## TEXTE CHOISI
---+---

Pour Thierry Léveillard, docteur en biologie cellulaire et moléculaire et directeur du département de génétique de l'Institut de la Vision, c’est clair : le projet de Chris est voué à l'échec. « C’est un problème garanti sans solution thérapeutique », explique le spécialiste, qui redoute un dérapage DIY aux conséquences dramatiques. « Il propose de la culture Internet, de la génétique Google. (…) On ne peut pas faire de cultures de cellules dans un garage, et il faut des gens qui savent faire. CRISPR, Cas9, les cellules embryonnaires, c’est Internet. Ce n’est pas réaliste. » En cas d'injection maison, ce sera les urgences ou la morgue, avertit-il. Il conclut : « Il y a des milliers de chercheurs qui essaient de trouver une solution à ce problème, certains frisent le prix Nobel. Je ne vois pas pourquoi ce serait lui qui réussirait. »

---+---

Réécrivez sous forme de liste le paragraphe du texte choisi qui commence par « Pour Thierry Léveillard ». Gardez ses faits principaux. Le matériel qui suit provient d'une autre source que le texte.

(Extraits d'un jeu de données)
---+---

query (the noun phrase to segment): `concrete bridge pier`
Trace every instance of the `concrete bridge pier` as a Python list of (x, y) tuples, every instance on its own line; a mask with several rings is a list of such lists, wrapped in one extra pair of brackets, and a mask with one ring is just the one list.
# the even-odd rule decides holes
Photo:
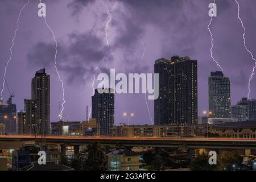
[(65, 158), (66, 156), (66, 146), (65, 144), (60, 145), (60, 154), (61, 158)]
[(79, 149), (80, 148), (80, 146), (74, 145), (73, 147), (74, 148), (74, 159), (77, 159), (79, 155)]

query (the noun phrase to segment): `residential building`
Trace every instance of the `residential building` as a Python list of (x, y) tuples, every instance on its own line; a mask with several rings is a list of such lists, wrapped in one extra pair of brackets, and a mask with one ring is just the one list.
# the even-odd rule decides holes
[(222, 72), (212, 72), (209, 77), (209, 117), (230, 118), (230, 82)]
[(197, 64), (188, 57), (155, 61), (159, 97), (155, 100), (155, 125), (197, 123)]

---+---

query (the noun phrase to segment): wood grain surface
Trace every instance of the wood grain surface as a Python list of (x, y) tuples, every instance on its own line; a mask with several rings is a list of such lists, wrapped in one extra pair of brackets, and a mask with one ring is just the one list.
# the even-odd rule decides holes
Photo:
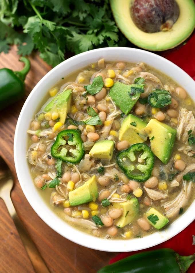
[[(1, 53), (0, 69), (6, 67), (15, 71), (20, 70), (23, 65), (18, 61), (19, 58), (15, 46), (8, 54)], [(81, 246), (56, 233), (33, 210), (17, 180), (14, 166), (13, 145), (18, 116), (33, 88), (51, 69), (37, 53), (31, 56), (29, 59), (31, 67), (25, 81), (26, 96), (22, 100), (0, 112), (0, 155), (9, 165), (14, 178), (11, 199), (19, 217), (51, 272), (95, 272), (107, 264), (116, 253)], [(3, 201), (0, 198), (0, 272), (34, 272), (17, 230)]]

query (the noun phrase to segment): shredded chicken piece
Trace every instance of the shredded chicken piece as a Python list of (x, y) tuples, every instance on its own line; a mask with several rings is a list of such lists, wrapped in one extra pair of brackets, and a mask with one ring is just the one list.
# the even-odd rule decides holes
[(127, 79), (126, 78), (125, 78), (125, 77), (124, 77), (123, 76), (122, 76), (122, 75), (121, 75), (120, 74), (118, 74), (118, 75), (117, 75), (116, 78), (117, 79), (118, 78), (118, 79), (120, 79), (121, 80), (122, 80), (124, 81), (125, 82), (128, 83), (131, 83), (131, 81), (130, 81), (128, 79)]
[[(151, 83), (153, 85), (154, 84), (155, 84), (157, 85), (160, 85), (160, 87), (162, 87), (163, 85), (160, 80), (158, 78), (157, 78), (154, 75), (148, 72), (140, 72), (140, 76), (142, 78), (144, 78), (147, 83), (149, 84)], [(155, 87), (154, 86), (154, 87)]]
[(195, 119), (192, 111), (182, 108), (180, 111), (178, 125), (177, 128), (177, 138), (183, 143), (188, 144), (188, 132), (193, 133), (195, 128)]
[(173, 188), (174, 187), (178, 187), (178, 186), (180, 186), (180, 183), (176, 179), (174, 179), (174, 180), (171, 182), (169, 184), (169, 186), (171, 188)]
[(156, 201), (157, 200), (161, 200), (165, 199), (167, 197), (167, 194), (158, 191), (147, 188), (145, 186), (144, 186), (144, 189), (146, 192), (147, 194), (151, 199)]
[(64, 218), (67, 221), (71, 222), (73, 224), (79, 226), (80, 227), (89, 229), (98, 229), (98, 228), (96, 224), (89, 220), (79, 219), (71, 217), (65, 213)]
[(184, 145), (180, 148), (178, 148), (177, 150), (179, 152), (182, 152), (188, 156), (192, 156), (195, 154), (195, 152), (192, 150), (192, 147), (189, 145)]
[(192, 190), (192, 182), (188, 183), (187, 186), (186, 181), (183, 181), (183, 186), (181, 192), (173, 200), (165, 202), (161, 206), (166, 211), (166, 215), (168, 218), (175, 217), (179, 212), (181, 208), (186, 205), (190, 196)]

---+---

## RÉPONSE
- Thierry Léveillard est docteur en biologie cellulaire et moléculaire. Il dirige le département de génétique de l'Institut de la Vision.
- Selon lui, le projet de Chris est voué à l'échec et ne peut déboucher sur aucune solution thérapeutique.
- Il redoute un dérapage DIY aux conséquences dramatiques.
- Il juge que le projet relève de la « génétique Google ». Pour lui, on ne peut pas faire de cultures de cellules dans un garage, et il faut des gens qui savent faire.
- D'après lui, une injection maison mènerait aux urgences ou à la morgue.
- Des milliers de chercheurs travaillent sur ce problème, et certains frisent le prix Nobel. Il ne voit donc pas pourquoi Chris réussirait.